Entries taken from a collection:

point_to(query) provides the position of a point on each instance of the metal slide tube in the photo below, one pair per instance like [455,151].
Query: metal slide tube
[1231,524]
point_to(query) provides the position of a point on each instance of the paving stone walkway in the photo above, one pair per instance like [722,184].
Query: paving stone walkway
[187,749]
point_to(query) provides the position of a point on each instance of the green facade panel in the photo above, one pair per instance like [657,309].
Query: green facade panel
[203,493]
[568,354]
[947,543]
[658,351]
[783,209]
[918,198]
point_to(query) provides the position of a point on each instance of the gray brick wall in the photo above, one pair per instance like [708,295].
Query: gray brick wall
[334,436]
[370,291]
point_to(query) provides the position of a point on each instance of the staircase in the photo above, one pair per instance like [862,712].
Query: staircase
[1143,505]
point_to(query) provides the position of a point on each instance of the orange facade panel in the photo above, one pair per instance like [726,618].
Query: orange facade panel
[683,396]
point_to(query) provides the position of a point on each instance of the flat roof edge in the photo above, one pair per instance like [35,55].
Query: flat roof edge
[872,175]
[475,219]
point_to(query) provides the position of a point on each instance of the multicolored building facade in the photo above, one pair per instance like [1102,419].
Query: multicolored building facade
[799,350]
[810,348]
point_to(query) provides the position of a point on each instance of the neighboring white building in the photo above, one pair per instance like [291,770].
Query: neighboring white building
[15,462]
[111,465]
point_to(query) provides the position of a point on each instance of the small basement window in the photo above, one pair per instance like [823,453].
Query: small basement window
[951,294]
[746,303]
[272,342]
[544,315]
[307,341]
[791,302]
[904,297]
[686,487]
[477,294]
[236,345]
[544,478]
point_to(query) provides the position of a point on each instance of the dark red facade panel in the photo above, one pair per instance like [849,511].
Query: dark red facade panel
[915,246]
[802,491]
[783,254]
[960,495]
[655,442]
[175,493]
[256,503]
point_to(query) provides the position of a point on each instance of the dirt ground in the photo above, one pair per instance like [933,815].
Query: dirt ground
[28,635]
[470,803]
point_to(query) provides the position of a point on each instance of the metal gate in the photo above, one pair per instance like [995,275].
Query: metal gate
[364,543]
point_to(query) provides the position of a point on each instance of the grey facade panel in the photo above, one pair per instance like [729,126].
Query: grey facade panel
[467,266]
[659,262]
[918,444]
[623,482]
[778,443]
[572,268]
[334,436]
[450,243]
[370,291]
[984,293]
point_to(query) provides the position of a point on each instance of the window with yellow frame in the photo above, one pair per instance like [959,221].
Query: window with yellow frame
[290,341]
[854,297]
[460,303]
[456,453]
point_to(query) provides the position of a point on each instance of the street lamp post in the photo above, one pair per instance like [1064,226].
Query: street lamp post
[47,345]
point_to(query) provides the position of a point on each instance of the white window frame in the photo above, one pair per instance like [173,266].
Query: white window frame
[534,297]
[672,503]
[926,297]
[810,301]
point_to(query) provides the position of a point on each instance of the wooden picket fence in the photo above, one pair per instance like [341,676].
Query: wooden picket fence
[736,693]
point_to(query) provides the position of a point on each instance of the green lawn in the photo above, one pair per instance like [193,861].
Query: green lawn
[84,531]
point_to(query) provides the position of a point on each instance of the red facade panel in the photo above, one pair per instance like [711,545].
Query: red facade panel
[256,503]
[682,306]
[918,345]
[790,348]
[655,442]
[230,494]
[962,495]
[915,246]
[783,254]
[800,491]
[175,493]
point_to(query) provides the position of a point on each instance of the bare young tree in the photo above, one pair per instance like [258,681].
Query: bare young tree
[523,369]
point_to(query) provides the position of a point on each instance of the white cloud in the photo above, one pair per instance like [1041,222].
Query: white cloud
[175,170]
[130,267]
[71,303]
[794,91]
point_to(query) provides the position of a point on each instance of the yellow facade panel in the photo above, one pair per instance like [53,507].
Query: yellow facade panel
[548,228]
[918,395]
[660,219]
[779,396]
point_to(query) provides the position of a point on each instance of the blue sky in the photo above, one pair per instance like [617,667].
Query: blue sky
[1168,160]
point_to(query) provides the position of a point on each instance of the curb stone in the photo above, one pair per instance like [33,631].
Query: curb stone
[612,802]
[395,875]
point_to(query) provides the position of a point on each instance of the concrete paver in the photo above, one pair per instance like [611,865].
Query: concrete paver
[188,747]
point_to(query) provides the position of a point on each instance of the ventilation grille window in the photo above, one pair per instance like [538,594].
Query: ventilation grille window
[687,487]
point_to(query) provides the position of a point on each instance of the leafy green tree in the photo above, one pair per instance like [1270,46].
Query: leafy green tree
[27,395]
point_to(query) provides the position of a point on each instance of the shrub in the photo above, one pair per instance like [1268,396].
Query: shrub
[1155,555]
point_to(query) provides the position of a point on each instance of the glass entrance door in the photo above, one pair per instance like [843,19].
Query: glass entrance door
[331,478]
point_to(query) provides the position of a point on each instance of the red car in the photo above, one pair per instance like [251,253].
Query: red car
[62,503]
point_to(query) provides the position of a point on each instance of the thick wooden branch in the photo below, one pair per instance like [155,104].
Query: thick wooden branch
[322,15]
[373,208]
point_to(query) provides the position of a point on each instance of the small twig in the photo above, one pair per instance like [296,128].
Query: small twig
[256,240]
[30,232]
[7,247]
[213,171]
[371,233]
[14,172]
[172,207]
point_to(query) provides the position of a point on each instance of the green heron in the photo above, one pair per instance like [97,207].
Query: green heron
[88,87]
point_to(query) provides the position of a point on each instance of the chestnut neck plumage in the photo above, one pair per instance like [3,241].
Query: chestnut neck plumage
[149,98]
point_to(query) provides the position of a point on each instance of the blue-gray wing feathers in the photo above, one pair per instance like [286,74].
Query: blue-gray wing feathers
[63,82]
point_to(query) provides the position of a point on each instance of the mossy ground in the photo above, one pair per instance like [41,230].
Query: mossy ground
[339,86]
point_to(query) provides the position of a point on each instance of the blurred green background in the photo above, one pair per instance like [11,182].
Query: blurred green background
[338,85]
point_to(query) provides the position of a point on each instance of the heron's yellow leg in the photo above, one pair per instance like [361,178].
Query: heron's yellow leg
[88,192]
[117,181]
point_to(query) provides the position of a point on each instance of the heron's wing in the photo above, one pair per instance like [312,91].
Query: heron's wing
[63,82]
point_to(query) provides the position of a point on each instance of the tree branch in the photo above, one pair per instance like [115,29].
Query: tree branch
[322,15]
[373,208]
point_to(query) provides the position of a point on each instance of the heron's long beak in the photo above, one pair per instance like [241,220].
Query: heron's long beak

EXERCISE DESCRIPTION. Say the number of lines in the records above that include the string "beak", and no more.

REPLY. 2